======== Given records ========

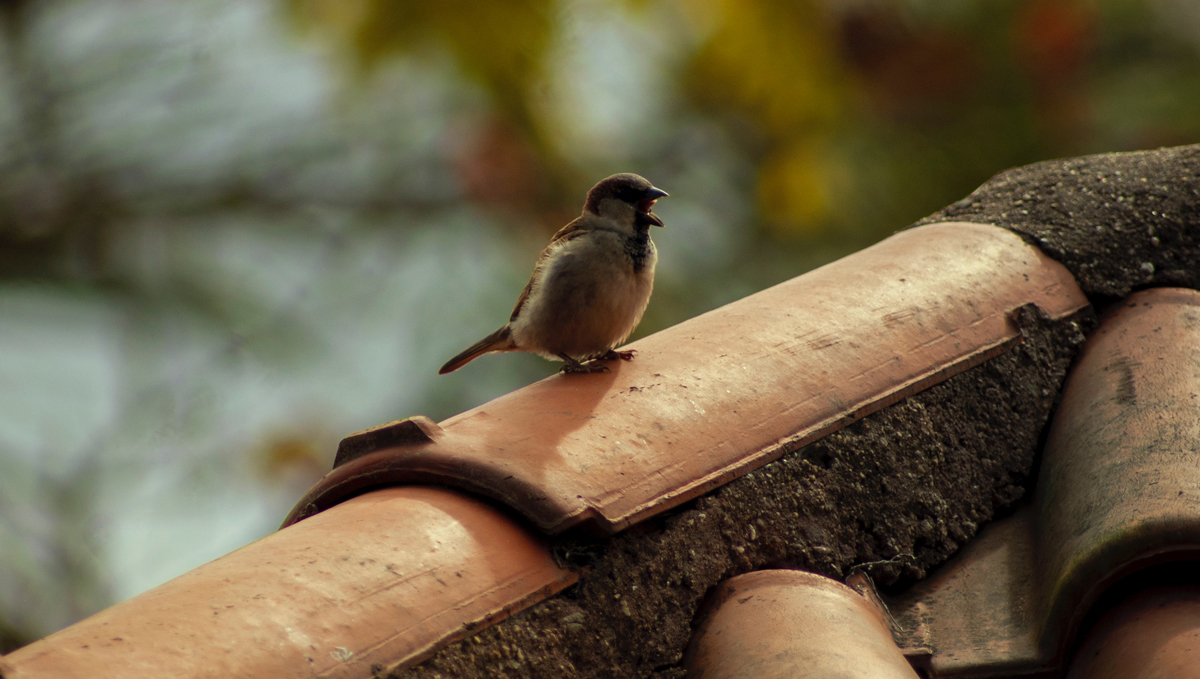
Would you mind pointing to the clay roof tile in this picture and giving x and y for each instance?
(727, 391)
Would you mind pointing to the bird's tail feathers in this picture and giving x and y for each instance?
(498, 341)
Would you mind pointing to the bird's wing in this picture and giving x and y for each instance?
(574, 229)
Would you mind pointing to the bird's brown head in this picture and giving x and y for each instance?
(624, 193)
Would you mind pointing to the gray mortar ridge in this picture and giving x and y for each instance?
(899, 491)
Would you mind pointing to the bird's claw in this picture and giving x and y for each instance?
(583, 368)
(612, 355)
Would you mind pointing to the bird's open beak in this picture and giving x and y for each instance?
(646, 204)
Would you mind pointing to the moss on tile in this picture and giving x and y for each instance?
(899, 492)
(1120, 222)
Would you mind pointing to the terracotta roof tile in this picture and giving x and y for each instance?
(717, 396)
(1117, 491)
(793, 624)
(1153, 634)
(387, 577)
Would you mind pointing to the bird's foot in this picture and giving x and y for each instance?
(612, 355)
(575, 367)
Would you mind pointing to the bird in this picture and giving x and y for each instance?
(589, 286)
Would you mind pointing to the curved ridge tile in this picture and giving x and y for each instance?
(379, 581)
(727, 391)
(1119, 490)
(792, 624)
(1120, 486)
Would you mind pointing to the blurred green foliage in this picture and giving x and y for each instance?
(234, 230)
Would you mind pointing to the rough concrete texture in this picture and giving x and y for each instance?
(897, 493)
(1119, 222)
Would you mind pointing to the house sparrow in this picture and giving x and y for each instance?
(589, 286)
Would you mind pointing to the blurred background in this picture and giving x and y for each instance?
(234, 230)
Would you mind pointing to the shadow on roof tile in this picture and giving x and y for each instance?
(384, 578)
(792, 625)
(1119, 490)
(717, 396)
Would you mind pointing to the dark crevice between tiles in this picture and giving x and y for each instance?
(1119, 222)
(1181, 571)
(916, 479)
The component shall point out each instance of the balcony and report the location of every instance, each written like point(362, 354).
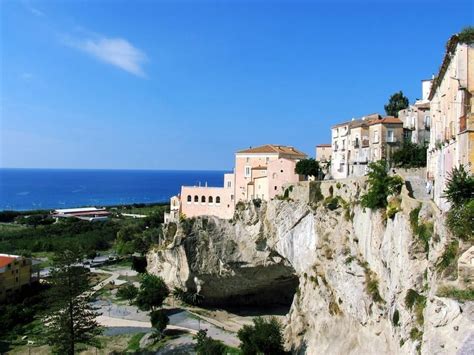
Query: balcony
point(462, 123)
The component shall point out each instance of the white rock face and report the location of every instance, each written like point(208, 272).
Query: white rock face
point(354, 275)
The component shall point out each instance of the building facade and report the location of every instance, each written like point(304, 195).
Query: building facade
point(452, 130)
point(15, 272)
point(358, 142)
point(259, 173)
point(417, 119)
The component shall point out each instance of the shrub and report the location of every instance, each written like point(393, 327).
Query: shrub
point(449, 255)
point(466, 35)
point(331, 203)
point(416, 334)
point(460, 295)
point(153, 291)
point(394, 206)
point(308, 167)
point(208, 346)
point(396, 318)
point(459, 186)
point(139, 264)
point(264, 336)
point(257, 202)
point(414, 300)
point(460, 220)
point(127, 292)
point(381, 185)
point(423, 231)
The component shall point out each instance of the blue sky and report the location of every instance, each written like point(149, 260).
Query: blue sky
point(184, 84)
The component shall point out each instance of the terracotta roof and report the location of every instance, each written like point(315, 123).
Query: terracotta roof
point(272, 148)
point(386, 120)
point(5, 260)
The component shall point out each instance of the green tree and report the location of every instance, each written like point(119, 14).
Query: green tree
point(381, 185)
point(159, 320)
point(207, 346)
point(410, 155)
point(397, 102)
point(127, 292)
point(308, 167)
point(263, 337)
point(71, 318)
point(152, 293)
point(459, 186)
point(460, 193)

========

What is needed is every entry written out word for word, with no pictures.

Task solution:
Would you mind pointing to the clay roof tile in this picture and giving x and y for each instance?
(727, 391)
Would you mind pointing to the bird's tail feathers in this picture and giving x and y for each instance?
(498, 341)
Would you mind pointing to the bird's wing in this picture and giving x and y for each instance?
(574, 229)
Would you mind pointing to the bird's brown head in this picture and giving x and y for each instance?
(624, 193)
Would you mind pointing to the gray mortar ridge in this picture and giving x and y for each instance?
(899, 491)
Would you mind pointing to the bird's claw in this picture and giving x and y for each instance?
(583, 368)
(612, 355)
Would you mind pointing to the bird's open beak in this picture and giving x and y for each instance?
(646, 204)
Would you mind pointing to the moss on tile in this picture and giving x and y for each instance?
(899, 492)
(1120, 222)
Would you mind pointing to the terracotta roof tile in this picture and giving x and y for each instance?
(717, 396)
(1117, 491)
(793, 624)
(1153, 634)
(387, 577)
Would you mind pointing to the bird's foot in this picture and giving x and y for each instance?
(612, 355)
(575, 367)
Would you mind pointing to the bird in this picture and giving x and y for each instance?
(589, 286)
Would you mind pointing to the curved ridge tile in this picture and giving x and y for each instance?
(379, 581)
(727, 391)
(1119, 490)
(792, 624)
(1120, 486)
Would you mind pointing to the blurred green foliage in this picture and giving x and y for each instance?
(234, 230)
Would you mind pointing to the rough concrete texture in this picture and giving x and y for each instance?
(897, 493)
(1119, 222)
Would you mind pointing to the house sparrow in this picture and giving x and y for each instance?
(589, 286)
Would you mind pointing to the blurred background in this picture and giving x and y for each instance?
(234, 230)
Would you mind pointing to the shadow on roof tile in this picture and giving x and y for each instance?
(384, 578)
(792, 625)
(1119, 490)
(717, 396)
Would you mind pointing to the dark crevice between tiles in this picture and giving x and y for each instance?
(1119, 222)
(1181, 571)
(916, 479)
The component shall point out each instance of the balcony and report the location of every instance, each written like point(362, 354).
Query: balcony
point(462, 123)
The component shall point out each instance of the white rock face and report the location of every instance, each written like point(208, 272).
Query: white rock face
point(354, 275)
The component shall point out each instance of the building facade and report the location of every instance, each written like point(304, 195).
Query: building facade
point(452, 130)
point(15, 272)
point(358, 142)
point(259, 173)
point(417, 119)
The component shall point out each instance of the shrub and report the location of every instance, each written like point(393, 327).
Query: shrub
point(449, 255)
point(466, 35)
point(331, 203)
point(416, 334)
point(460, 295)
point(153, 291)
point(394, 206)
point(308, 167)
point(208, 346)
point(396, 318)
point(459, 186)
point(139, 264)
point(264, 336)
point(257, 202)
point(414, 300)
point(460, 220)
point(127, 292)
point(381, 185)
point(423, 231)
The component shall point out each instance of the blue sky and report the location of every instance, each written like point(149, 260).
Query: blue sky
point(184, 84)
The component shall point out each instance of the terracotta roof and report the location of every instance, each written like point(315, 123).
Query: terracotta roof
point(272, 148)
point(386, 120)
point(5, 260)
The component shall point out each instance of the green tree and report the location of every instance, each written like point(119, 14).
Query: green tree
point(381, 185)
point(159, 320)
point(207, 346)
point(410, 155)
point(397, 102)
point(127, 292)
point(308, 167)
point(263, 337)
point(71, 318)
point(152, 293)
point(459, 186)
point(460, 193)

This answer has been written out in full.